[Opening INPUT FOR THIS TASK section]

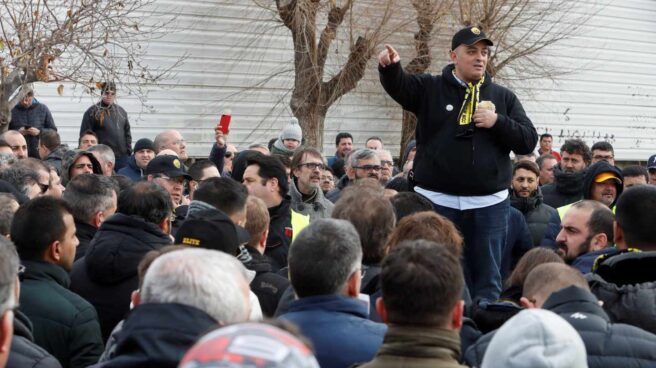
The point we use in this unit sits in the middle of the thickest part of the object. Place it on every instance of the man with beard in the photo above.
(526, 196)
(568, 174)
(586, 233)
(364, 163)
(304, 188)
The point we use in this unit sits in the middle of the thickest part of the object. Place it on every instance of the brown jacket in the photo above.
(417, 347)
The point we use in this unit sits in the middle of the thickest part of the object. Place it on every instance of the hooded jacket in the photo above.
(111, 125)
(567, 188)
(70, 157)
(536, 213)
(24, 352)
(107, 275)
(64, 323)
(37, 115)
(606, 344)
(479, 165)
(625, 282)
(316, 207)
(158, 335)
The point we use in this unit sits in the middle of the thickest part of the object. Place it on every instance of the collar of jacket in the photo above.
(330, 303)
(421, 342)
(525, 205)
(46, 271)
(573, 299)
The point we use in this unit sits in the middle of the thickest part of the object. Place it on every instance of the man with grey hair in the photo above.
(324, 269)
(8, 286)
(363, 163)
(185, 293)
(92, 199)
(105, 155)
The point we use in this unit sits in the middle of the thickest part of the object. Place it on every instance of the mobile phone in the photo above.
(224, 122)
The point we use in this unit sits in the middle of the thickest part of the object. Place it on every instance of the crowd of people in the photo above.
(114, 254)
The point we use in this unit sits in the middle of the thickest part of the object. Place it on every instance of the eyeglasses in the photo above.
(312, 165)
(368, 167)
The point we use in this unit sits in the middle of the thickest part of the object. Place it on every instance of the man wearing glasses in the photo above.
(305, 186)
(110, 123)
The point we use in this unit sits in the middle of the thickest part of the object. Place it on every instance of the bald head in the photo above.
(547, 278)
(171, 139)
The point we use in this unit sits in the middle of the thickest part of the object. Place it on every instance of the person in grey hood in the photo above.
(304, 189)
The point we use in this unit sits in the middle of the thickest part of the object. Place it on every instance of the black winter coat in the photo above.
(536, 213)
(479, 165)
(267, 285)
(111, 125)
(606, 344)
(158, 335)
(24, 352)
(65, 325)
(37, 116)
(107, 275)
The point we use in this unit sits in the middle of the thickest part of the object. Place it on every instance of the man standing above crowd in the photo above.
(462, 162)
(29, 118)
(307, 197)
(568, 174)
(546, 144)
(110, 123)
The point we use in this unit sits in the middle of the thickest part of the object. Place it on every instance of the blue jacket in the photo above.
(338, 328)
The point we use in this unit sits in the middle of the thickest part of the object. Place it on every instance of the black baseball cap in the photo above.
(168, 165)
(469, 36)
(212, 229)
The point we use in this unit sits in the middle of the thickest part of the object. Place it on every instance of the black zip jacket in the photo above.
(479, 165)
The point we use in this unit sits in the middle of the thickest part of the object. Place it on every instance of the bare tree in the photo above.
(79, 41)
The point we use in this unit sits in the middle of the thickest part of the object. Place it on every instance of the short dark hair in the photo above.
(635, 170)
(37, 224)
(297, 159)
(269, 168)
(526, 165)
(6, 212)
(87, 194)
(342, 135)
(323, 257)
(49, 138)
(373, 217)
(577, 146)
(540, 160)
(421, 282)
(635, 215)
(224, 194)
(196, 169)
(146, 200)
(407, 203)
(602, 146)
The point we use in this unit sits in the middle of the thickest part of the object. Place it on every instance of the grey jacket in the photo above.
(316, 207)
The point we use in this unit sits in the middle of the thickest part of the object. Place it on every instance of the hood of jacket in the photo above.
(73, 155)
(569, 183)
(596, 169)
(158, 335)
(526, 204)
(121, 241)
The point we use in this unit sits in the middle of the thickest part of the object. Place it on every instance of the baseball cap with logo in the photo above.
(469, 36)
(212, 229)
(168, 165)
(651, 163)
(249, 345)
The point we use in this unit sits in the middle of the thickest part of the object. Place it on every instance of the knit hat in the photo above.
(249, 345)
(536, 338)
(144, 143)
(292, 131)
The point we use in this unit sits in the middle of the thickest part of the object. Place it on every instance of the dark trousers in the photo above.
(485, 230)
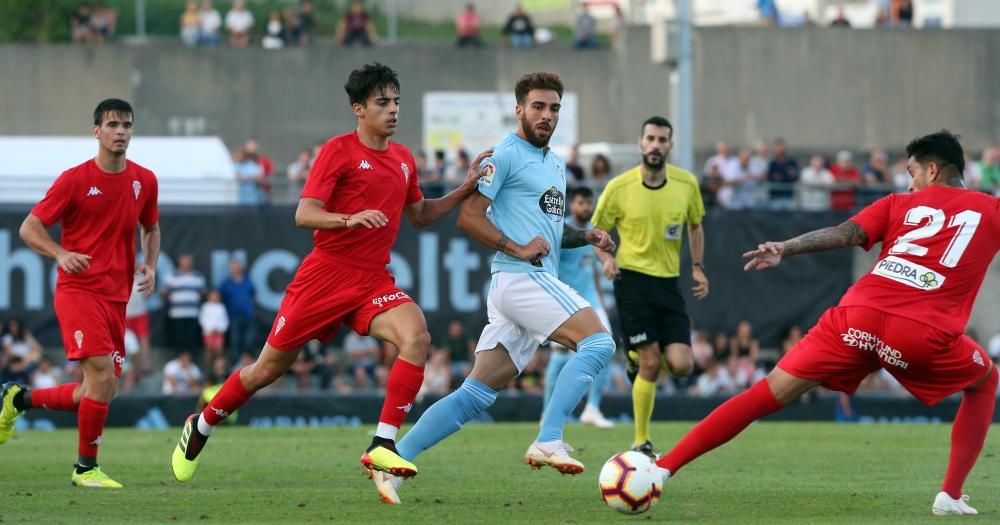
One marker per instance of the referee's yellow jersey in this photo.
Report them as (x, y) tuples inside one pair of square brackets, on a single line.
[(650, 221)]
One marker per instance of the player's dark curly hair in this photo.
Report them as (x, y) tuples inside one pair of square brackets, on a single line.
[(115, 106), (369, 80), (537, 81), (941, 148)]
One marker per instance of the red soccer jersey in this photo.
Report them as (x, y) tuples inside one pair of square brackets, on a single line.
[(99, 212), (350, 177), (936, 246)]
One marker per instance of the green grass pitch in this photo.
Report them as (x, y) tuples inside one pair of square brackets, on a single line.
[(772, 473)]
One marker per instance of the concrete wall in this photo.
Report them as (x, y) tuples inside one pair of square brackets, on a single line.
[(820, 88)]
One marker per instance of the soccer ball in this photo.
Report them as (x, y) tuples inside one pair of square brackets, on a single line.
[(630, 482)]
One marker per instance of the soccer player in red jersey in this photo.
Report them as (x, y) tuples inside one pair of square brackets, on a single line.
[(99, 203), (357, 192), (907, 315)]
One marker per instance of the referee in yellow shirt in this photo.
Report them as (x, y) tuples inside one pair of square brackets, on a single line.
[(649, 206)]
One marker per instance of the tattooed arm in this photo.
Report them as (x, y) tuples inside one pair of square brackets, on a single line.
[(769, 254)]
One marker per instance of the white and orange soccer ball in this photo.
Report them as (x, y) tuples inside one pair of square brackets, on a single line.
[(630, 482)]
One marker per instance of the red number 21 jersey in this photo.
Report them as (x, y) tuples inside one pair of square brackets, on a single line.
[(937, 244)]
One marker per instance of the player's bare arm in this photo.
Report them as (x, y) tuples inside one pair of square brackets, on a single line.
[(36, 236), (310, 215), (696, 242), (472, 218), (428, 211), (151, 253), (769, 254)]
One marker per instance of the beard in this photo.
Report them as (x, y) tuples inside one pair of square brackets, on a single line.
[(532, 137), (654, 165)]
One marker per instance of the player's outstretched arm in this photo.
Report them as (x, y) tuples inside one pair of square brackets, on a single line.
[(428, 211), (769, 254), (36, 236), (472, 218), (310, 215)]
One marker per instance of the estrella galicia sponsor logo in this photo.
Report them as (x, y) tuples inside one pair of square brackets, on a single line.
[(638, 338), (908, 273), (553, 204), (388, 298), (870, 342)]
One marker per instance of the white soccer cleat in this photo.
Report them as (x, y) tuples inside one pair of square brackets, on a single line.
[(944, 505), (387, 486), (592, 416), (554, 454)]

[Closing INPUT FOR THIS TASK section]

Show the lines above that have the word "referee".

ANSWER BOX:
One marker per instance of the referee's yellow jersey in this photo.
One marker per instance of the referee in yellow shirt in this photo.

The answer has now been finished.